• **EXERCISE GOAL**
Find the line with "Q: Tag one point on each instance of the large" in the records below, then please transcribe it and every later line exactly, omitting the pictures and adding nothing.

• **SUPPLIED MATERIAL**

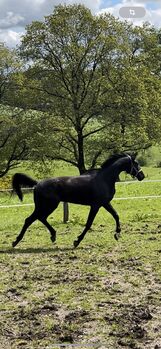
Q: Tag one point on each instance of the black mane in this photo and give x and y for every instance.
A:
(112, 159)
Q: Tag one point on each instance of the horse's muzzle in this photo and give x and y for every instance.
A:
(140, 175)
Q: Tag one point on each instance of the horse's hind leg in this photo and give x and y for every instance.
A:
(50, 228)
(114, 214)
(28, 221)
(92, 213)
(46, 207)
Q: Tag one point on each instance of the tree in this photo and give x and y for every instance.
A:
(13, 146)
(92, 73)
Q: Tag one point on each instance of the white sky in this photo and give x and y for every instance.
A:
(16, 14)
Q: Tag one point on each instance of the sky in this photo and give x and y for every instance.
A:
(16, 14)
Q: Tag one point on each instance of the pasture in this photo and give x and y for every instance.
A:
(104, 294)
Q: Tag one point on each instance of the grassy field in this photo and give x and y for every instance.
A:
(104, 294)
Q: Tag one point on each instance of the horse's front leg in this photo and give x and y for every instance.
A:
(92, 213)
(114, 214)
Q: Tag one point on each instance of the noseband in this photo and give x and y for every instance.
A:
(133, 167)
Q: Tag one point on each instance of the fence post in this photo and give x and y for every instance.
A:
(65, 212)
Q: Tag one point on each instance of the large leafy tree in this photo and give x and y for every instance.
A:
(97, 77)
(13, 129)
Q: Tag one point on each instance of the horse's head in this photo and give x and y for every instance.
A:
(135, 169)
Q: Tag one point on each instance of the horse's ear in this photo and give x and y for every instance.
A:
(134, 155)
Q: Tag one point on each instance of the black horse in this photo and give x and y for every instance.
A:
(95, 188)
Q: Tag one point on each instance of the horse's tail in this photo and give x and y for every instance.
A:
(21, 180)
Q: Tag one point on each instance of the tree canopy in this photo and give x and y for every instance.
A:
(98, 81)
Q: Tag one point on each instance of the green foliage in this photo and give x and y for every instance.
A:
(98, 77)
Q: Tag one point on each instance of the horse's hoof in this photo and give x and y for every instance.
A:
(76, 243)
(117, 236)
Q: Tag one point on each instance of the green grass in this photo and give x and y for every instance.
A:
(104, 293)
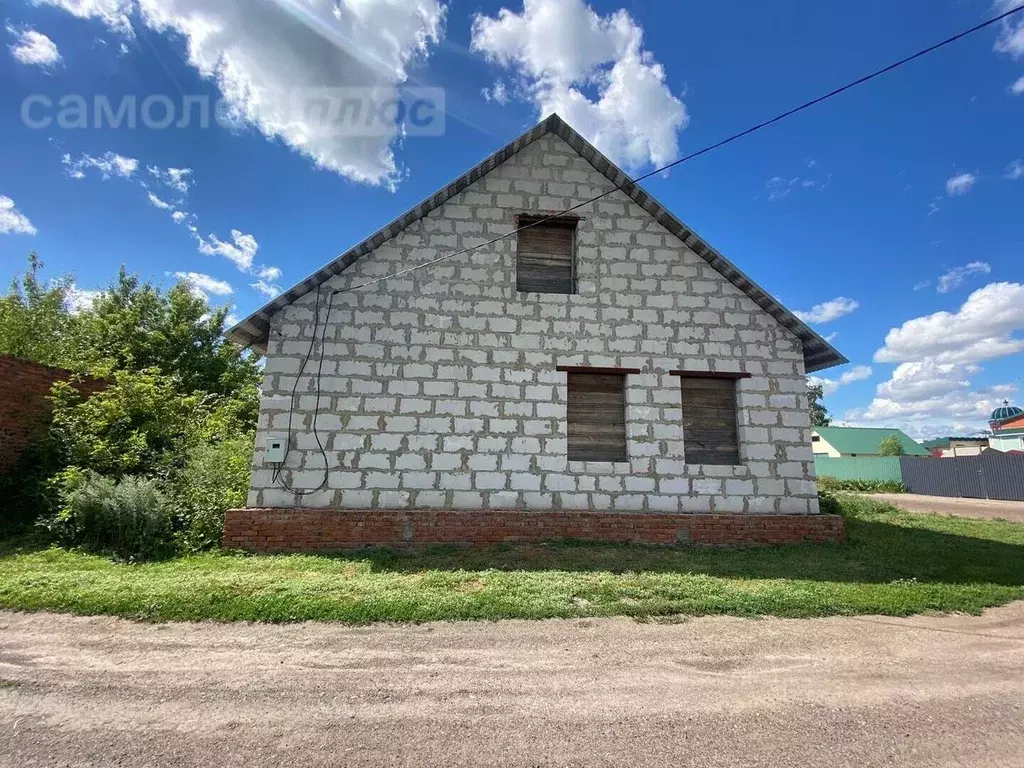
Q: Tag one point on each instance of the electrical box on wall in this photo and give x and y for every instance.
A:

• **PROBLEM SOLUTION**
Q: Tag one point on each instance of the large leafy tree in this photo and give x and y for every instance.
A:
(97, 77)
(13, 129)
Q: Tag one point on each instance of the horse's head in this photo and give x and y for every instance.
A:
(135, 169)
Q: Tag one point on each instance of the horse's ear in this photo and give x and y for every instance.
A:
(134, 155)
Q: Tag one point on each instance of the black horse in this photo and give x and y for every instance.
A:
(95, 188)
Q: Tag one point on each instance of the horse's tail in this photo and give x and y for every instance.
A:
(21, 180)
Q: Tag one point on each instance of the tree canopy in this photo and give x and y for every instance.
A:
(98, 81)
Q: Tag one point on each instance of the green foliage in this photo and give x and y for every instance.
A:
(98, 77)
Q: Tag one point on each instance of the horse's hoof in this photo and give x and y for every instance.
A:
(76, 243)
(117, 236)
Q: Tag one point on each instance of the green grass in this photo and give x and y for every instance.
A:
(104, 293)
Q: Tag one point on each instance of the electrical box on wall in this photo and give x and y for every instance.
A:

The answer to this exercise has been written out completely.